Exercise prompt:
What you give back should be exactly the opening lines of the data, ending with the line that contains "<point>97,128</point>" and including it.

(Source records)
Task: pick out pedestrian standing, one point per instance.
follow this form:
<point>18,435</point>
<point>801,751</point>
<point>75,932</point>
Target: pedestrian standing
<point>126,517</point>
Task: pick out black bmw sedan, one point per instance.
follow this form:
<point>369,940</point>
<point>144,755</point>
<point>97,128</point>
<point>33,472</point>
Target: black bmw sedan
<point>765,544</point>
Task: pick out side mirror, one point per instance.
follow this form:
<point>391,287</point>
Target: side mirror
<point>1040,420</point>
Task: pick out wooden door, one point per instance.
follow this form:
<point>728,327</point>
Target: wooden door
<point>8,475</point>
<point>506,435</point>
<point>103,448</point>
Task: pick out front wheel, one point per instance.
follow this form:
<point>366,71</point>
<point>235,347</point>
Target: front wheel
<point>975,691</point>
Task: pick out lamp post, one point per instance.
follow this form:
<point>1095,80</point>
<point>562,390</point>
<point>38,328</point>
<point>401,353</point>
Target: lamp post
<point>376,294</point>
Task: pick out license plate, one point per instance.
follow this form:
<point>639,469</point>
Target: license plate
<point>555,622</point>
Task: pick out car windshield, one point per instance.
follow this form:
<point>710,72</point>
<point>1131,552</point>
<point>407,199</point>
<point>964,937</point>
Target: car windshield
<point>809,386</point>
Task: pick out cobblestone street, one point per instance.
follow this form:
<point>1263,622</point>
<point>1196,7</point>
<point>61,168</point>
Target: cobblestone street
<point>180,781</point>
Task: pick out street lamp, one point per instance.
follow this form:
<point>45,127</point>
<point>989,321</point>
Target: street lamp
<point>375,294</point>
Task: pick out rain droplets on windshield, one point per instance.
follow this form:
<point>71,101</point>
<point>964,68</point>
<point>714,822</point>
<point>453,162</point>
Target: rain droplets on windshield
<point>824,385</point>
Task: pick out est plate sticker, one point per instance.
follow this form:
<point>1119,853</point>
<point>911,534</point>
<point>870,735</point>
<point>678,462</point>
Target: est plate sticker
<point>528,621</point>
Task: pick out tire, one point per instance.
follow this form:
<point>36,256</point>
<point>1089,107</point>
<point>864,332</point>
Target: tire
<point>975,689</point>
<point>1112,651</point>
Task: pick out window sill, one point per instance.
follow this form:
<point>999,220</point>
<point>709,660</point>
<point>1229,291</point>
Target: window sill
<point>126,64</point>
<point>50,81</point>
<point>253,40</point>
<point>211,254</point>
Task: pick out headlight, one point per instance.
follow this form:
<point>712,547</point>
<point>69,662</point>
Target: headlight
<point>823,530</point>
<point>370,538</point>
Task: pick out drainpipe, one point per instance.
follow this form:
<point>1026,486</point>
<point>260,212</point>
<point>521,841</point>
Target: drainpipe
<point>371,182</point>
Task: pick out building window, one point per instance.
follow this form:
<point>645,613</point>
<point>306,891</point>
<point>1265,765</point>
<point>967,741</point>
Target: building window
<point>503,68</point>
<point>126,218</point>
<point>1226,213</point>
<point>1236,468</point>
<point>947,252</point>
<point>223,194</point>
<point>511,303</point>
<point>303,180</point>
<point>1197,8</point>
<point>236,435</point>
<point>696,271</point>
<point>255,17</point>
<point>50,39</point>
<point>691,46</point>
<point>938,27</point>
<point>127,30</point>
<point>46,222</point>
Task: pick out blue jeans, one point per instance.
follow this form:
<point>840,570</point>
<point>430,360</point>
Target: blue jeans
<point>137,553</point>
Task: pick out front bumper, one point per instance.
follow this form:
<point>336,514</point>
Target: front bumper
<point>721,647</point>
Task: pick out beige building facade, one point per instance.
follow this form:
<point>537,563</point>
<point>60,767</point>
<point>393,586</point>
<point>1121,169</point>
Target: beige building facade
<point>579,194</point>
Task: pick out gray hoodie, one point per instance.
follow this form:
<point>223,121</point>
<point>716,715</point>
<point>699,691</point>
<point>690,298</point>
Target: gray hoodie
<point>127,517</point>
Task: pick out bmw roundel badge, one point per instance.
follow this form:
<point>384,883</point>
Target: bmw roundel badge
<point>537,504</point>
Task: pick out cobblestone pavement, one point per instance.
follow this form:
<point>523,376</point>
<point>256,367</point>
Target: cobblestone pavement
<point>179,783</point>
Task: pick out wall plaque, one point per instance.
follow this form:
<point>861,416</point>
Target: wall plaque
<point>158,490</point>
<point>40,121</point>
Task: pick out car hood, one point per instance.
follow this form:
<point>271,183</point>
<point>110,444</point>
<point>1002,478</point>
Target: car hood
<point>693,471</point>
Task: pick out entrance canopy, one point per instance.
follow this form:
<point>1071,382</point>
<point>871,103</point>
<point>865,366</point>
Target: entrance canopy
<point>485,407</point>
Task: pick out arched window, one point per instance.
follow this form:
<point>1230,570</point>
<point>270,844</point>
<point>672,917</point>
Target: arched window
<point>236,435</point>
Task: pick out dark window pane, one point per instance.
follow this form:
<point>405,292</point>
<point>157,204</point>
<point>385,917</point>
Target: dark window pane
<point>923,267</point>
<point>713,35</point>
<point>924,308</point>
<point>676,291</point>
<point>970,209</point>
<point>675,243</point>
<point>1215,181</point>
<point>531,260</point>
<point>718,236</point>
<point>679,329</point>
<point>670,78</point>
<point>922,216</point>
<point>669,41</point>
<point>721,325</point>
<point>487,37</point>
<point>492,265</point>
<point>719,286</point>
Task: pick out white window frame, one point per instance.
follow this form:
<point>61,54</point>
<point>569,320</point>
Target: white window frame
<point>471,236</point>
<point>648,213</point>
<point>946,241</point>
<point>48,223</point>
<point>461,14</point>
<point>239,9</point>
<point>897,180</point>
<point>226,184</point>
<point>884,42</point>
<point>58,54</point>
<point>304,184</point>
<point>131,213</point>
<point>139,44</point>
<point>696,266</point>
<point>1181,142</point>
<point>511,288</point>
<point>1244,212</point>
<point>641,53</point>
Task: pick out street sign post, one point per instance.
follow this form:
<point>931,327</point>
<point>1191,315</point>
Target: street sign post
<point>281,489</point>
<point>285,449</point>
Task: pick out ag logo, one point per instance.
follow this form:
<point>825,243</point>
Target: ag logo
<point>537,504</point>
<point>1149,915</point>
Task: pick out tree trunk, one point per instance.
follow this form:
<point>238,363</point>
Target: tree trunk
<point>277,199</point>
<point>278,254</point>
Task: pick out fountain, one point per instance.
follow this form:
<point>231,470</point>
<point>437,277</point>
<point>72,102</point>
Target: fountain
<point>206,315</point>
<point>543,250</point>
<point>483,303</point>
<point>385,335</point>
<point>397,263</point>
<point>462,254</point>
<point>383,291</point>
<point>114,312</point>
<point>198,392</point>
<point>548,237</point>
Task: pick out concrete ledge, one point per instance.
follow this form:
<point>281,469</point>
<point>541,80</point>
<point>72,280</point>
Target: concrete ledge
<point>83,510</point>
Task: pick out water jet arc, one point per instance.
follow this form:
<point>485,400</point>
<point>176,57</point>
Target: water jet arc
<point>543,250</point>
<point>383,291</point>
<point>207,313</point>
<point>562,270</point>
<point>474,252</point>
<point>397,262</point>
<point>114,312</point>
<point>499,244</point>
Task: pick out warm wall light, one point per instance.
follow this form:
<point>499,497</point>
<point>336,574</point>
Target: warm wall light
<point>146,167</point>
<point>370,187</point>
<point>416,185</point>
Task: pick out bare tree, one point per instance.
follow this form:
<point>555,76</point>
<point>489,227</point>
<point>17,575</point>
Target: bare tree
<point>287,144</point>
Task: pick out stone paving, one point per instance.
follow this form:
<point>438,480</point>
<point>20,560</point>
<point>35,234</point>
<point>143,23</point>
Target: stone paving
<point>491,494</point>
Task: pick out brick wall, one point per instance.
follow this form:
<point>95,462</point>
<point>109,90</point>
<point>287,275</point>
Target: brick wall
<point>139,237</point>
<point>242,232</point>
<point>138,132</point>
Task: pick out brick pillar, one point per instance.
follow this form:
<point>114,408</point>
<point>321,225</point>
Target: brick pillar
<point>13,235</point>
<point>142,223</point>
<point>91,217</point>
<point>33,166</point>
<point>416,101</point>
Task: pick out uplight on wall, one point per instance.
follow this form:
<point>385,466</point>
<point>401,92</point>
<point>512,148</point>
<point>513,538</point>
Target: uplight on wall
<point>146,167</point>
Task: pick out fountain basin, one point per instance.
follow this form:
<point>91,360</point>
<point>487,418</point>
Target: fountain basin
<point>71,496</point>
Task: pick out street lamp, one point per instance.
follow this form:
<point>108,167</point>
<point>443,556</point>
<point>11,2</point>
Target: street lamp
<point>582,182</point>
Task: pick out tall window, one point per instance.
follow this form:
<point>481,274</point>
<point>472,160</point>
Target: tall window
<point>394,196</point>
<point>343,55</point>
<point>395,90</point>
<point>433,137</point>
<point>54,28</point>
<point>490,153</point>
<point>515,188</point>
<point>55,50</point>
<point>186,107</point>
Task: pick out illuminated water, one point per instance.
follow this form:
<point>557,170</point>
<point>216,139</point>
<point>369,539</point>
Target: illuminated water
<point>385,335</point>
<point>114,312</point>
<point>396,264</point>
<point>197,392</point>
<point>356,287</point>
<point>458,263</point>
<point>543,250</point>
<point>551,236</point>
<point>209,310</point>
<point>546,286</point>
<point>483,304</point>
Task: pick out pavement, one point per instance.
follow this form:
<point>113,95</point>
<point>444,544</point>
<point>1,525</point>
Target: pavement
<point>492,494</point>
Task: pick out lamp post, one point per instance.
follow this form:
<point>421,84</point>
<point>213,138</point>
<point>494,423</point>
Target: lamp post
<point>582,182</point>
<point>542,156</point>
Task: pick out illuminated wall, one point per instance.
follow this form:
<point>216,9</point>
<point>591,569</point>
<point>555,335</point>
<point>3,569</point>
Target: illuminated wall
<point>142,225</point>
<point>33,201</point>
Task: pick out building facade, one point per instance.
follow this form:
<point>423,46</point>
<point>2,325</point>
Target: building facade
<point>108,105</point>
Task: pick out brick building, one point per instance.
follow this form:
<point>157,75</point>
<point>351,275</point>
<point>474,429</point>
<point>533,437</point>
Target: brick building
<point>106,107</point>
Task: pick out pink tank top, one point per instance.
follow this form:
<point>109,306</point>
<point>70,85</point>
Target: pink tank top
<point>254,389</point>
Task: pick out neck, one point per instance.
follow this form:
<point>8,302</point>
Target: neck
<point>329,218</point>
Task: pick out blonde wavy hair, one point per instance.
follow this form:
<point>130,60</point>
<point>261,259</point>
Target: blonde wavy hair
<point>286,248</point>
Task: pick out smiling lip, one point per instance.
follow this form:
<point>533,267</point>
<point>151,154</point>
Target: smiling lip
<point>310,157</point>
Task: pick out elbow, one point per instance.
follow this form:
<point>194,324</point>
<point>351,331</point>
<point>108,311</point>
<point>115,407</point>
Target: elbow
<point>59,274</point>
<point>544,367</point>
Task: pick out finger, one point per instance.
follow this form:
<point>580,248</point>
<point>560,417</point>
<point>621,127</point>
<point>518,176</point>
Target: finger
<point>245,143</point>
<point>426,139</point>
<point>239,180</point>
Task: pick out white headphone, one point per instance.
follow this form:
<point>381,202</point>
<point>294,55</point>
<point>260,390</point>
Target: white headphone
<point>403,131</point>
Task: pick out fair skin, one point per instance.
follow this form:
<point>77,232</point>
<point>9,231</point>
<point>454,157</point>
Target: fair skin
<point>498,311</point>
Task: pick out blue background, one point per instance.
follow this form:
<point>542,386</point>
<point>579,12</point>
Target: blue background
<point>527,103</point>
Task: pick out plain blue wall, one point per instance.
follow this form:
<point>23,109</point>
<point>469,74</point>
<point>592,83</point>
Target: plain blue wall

Answer to the problem:
Task: pick out pedestrian standing, one point per instance.
follow this form:
<point>18,435</point>
<point>801,751</point>
<point>75,932</point>
Target: pedestrian standing
<point>126,517</point>
Task: pick out black bmw sedan, one point per instance.
follow this form:
<point>369,940</point>
<point>144,755</point>
<point>97,128</point>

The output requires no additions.